### SELECTION
---

The airport of departure and destination must appear on the air waybill as required by the LC. It is not a discrepancy if the IATA code for the airport is used instead of the full name of the airport.
If the LC allows for shipment to or from a geographical area or region, the actual airport used within that area or region must be shown on the air waybill.
Air waybills are not documents of title. Therefore, even if the LC requires a “to order of” air waybill, an air waybill marked “consigned to” will be accepted. An air waybill should not be issued drawn “to order of.”
If the LC does not indicate a notify party, the air waybill does not need to show a notify party or, if it does, any notify party will be acceptable.
The UCP 500 defines transshipment as the unloading and reloading of merchandise from one airplane to another. This would occur during the course of carriage from the airport of departure to the airport of arrival. In addition, if the letter of credit prohibits transshipment, it is allowed if the entire voyage is covered by one airway bill.
When the LC prohibits partial shipments and multiple air waybills are presented covering shipment from one or more airports of departure, no discrepancy should be called provided they cover the shipment on the same plane and the same flight and will arrive at the same airport of arrival.
When more than one air waybill is presented, it may be possible multiple ship dates will appear. If this is the case, the latest date of shipment will be considered the actual shipment date and would be used for the calculation of any presentation time period.

---

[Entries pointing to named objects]
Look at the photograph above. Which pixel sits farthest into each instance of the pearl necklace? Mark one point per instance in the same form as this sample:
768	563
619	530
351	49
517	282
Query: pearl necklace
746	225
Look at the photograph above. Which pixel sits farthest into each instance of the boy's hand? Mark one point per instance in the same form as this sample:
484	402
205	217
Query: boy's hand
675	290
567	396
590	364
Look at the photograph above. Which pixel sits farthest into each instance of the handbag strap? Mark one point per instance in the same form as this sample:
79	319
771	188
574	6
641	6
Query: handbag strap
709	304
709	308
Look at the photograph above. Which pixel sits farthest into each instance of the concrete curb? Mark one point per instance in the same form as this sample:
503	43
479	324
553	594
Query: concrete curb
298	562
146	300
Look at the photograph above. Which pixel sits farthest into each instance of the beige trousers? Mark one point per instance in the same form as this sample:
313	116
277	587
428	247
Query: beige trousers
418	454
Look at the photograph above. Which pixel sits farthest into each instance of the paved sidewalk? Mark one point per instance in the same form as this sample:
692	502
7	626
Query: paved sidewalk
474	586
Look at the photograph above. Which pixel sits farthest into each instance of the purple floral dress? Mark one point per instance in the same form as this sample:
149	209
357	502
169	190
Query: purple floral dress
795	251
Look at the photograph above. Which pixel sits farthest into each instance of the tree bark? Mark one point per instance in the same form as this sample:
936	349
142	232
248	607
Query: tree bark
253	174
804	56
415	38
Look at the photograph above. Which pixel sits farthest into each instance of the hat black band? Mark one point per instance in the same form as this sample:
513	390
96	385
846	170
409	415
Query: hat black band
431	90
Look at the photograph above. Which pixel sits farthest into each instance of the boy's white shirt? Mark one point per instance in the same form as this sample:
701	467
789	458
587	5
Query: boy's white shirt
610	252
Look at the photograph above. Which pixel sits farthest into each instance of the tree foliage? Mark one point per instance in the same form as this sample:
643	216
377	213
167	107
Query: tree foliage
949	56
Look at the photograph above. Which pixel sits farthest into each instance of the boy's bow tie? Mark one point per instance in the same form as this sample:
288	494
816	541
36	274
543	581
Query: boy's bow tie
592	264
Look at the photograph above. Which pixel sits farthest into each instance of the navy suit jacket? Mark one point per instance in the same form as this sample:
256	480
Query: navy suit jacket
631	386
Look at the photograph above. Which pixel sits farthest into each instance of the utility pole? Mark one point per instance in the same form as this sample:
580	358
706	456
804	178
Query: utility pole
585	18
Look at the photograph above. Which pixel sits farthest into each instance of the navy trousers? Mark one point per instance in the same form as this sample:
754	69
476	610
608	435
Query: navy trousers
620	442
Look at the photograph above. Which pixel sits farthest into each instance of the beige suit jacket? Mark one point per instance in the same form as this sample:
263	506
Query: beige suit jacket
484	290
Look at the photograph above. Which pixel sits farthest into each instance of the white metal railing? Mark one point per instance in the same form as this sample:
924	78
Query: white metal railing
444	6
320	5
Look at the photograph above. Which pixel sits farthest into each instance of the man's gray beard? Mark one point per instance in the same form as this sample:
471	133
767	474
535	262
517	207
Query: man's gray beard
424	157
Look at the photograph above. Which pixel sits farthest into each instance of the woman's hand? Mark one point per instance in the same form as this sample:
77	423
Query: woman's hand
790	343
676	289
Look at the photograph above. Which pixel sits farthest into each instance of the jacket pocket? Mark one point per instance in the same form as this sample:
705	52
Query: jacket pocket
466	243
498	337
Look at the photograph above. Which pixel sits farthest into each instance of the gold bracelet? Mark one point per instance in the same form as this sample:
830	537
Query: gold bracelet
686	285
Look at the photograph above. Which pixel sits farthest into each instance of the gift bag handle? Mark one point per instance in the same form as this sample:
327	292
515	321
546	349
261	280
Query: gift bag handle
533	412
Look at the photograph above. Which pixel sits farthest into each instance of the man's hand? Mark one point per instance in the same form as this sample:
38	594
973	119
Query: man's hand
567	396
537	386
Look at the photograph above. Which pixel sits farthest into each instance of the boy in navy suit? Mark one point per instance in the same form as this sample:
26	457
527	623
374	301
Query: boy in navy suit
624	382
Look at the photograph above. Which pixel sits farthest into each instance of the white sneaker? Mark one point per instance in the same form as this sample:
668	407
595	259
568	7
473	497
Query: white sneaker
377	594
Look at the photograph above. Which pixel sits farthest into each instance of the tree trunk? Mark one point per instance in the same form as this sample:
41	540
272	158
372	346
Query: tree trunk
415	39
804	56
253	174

---

### THE EXERCISE
Please continue the passage on air waybills under letters of credit, picking up after its final sentence. The records were taken from a separate source.

### RESPONSE BELOW
When shipment occurs using more than one plane—even if the planes leave on the same day for the same destination—it will be considered a partial shipment.
If there is a notation on the air waybill that indicates the goods or the packaging are defective, a bank will call a discrepancy. If a notation doesn’t indicate any kind of defect, then a discrepancy won’t be called.
he ISBP gives this example: an air waybill with the statement “packaging may not be sufficient for the air journey” is acceptable; an air waybill with the statement “packing is not sufficient for the air journey” is not acceptable.
Even though the LC may require a clean air waybill, the word “clean” would not have to appear on the document. If the word “clean” did appear but then was crossed off or deleted in some manner, the air waybill would still be acceptable as long as there is not a notation indicating the goods or packaging are defective.
The merchandise description that appears on the air waybill doesn’t have to be exactly as stated in the LC. If the goods are described in more general terms but are not inconsistent with the LC, it is acceptable.
Should a correction or alteration appear on the air waybill, either the carrier or their agent must authenticate it.
If a copy of the air waybill is presented, the copy does not need to be signed by the carrier or their agent, and any correction or alteration doesn’t need authentication.
The LC will typically indicate that the air freight is to be either collect or prepaid, and the air waybill must reflect this.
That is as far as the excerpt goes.